### RAW DATA
= Beginning of Section =

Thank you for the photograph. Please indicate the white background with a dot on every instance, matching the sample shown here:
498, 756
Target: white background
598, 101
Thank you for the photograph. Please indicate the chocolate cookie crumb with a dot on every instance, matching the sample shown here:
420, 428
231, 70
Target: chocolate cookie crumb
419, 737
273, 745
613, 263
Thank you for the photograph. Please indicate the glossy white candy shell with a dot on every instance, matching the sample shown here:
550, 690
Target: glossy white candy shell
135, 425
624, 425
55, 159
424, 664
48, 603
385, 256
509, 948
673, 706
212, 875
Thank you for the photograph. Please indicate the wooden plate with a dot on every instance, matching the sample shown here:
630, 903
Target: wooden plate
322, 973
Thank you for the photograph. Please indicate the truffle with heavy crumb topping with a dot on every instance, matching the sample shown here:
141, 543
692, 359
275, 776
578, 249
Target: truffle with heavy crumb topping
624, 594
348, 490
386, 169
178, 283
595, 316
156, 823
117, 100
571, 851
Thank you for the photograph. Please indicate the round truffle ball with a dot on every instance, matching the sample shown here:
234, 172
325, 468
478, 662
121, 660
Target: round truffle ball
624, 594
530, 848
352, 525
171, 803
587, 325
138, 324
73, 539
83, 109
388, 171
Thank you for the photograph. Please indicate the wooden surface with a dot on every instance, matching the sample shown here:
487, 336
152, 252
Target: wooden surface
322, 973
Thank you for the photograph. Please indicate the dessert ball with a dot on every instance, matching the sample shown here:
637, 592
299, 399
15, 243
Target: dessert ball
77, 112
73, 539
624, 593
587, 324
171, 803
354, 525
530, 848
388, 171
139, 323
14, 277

= End of Section =

### DIRECTIONS
Look for the line that contains "Target: wooden surface" in the entries above. Set it down, along with all later lines, exactly as written.

### EXERCISE OUTPUT
Target: wooden surface
322, 973
Thank you for the photograph. Please indicate the dessert ball with a dot on every instance, matching the sample shown here:
637, 592
299, 399
15, 243
Target: dessert ball
77, 112
73, 539
624, 593
587, 324
171, 803
354, 525
530, 848
388, 171
139, 323
14, 277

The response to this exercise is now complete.